* Material
════

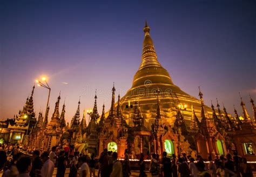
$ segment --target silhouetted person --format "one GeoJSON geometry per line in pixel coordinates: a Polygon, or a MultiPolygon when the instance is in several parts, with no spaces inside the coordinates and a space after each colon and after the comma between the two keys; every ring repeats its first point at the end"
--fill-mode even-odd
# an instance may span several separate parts
{"type": "Polygon", "coordinates": [[[173,177],[178,177],[178,169],[176,164],[176,155],[174,154],[172,154],[172,173],[173,177]]]}
{"type": "Polygon", "coordinates": [[[29,177],[29,172],[31,169],[31,159],[28,156],[22,157],[16,164],[19,171],[17,177],[29,177]]]}
{"type": "Polygon", "coordinates": [[[77,169],[78,169],[78,155],[79,152],[75,152],[74,153],[74,156],[72,158],[70,162],[70,171],[69,174],[69,177],[76,177],[77,174],[77,169]]]}
{"type": "Polygon", "coordinates": [[[55,165],[53,162],[50,160],[49,154],[45,152],[41,155],[42,161],[43,165],[41,169],[42,177],[52,177],[55,165]]]}
{"type": "Polygon", "coordinates": [[[251,166],[247,164],[246,158],[242,158],[242,163],[240,165],[242,177],[252,176],[252,169],[251,168],[251,166]]]}
{"type": "Polygon", "coordinates": [[[139,177],[146,177],[147,175],[145,173],[145,162],[144,155],[143,153],[140,153],[140,157],[139,161],[139,177]]]}
{"type": "Polygon", "coordinates": [[[32,168],[29,175],[31,177],[38,176],[41,175],[41,169],[43,166],[43,162],[40,159],[40,153],[39,151],[36,150],[33,152],[32,162],[32,168]]]}
{"type": "Polygon", "coordinates": [[[64,177],[66,171],[66,158],[65,151],[62,151],[59,153],[59,156],[57,159],[58,166],[57,167],[56,177],[64,177]]]}
{"type": "Polygon", "coordinates": [[[164,176],[171,176],[172,173],[171,159],[167,156],[167,153],[165,151],[163,153],[163,158],[162,158],[161,164],[163,165],[164,176]]]}
{"type": "Polygon", "coordinates": [[[113,167],[110,177],[123,177],[122,165],[117,160],[117,153],[114,152],[112,154],[113,159],[113,167]]]}
{"type": "Polygon", "coordinates": [[[187,164],[182,158],[179,158],[179,173],[180,174],[180,177],[189,177],[190,170],[187,164]]]}
{"type": "Polygon", "coordinates": [[[157,160],[157,154],[152,154],[152,159],[150,161],[150,171],[151,172],[152,177],[157,177],[159,174],[159,166],[158,161],[157,160]]]}
{"type": "Polygon", "coordinates": [[[78,172],[78,177],[88,177],[89,175],[90,169],[86,160],[85,156],[78,158],[78,166],[80,167],[78,172]]]}
{"type": "Polygon", "coordinates": [[[92,154],[91,160],[90,160],[89,161],[90,177],[92,176],[92,174],[93,175],[93,177],[95,177],[95,165],[96,165],[96,161],[94,156],[95,154],[92,154]]]}

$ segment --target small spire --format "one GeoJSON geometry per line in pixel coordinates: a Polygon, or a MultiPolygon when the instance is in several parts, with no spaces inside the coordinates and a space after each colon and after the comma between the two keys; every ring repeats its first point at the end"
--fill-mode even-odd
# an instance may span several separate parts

════

* Directions
Reproduce the data above with every "even-odd" changed to "nonzero" and everything else left intact. Omit the pictures.

* Task response
$ segment --target silhouetted person --format "one GeoJSON geometry per line in pixel coordinates: a Polygon, or a MultiPolygon when the instance is in several parts, with no spaces inside the coordinates and a space after each colon and after the comma between the two keys; every ring repeats its first point at the end"
--fill-mode nonzero
# an instance may span several separate parts
{"type": "Polygon", "coordinates": [[[173,177],[178,177],[178,169],[176,164],[176,155],[174,154],[172,154],[172,173],[173,177]]]}
{"type": "Polygon", "coordinates": [[[29,177],[29,172],[31,169],[31,159],[28,156],[22,157],[16,164],[19,171],[17,177],[29,177]]]}
{"type": "Polygon", "coordinates": [[[77,169],[78,169],[78,155],[79,152],[75,152],[74,153],[74,156],[72,158],[70,162],[70,171],[69,174],[69,177],[76,177],[77,174],[77,169]]]}
{"type": "Polygon", "coordinates": [[[55,165],[53,162],[50,160],[49,154],[45,152],[41,155],[42,161],[43,165],[41,169],[42,177],[52,177],[55,165]]]}
{"type": "Polygon", "coordinates": [[[251,166],[247,164],[246,158],[242,158],[242,163],[240,165],[242,177],[252,176],[252,169],[251,168],[251,166]]]}
{"type": "Polygon", "coordinates": [[[139,177],[146,177],[147,175],[145,173],[145,162],[144,155],[143,153],[140,153],[140,157],[139,161],[139,177]]]}
{"type": "Polygon", "coordinates": [[[32,168],[29,175],[31,177],[38,176],[41,175],[41,169],[43,166],[43,162],[40,159],[40,153],[39,151],[36,150],[33,152],[32,162],[32,168]]]}
{"type": "Polygon", "coordinates": [[[64,177],[66,171],[66,158],[65,151],[62,151],[59,153],[59,156],[57,159],[58,166],[57,167],[56,177],[64,177]]]}
{"type": "Polygon", "coordinates": [[[164,176],[171,176],[172,173],[171,159],[167,156],[167,153],[165,151],[163,153],[163,158],[162,158],[161,164],[163,165],[164,176]]]}
{"type": "Polygon", "coordinates": [[[113,167],[110,177],[123,177],[122,165],[117,160],[117,153],[114,152],[112,154],[113,159],[113,167]]]}
{"type": "Polygon", "coordinates": [[[187,164],[182,158],[179,158],[179,173],[180,174],[180,177],[189,177],[190,170],[187,164]]]}
{"type": "Polygon", "coordinates": [[[157,160],[157,154],[152,154],[152,159],[150,161],[150,171],[151,172],[152,177],[157,177],[159,174],[159,166],[158,161],[157,160]]]}
{"type": "Polygon", "coordinates": [[[78,172],[78,177],[88,177],[89,175],[90,169],[86,160],[85,156],[78,158],[78,166],[80,167],[78,172]]]}
{"type": "Polygon", "coordinates": [[[92,154],[91,160],[90,160],[89,161],[90,177],[92,176],[92,174],[93,175],[93,177],[95,177],[95,165],[96,165],[96,161],[94,156],[95,154],[92,154]]]}

$ segment --target small spire --format "one GeoJSON geometry per line in pixel coordinates: a Polygon, or a MultiPolygon when the instance is in several parts, with no spaces inside the coordinates and a space after each colon and after the comma between the two keys; every ring repeats its first point at the end"
--fill-mode nonzero
# an instance may span several separate parts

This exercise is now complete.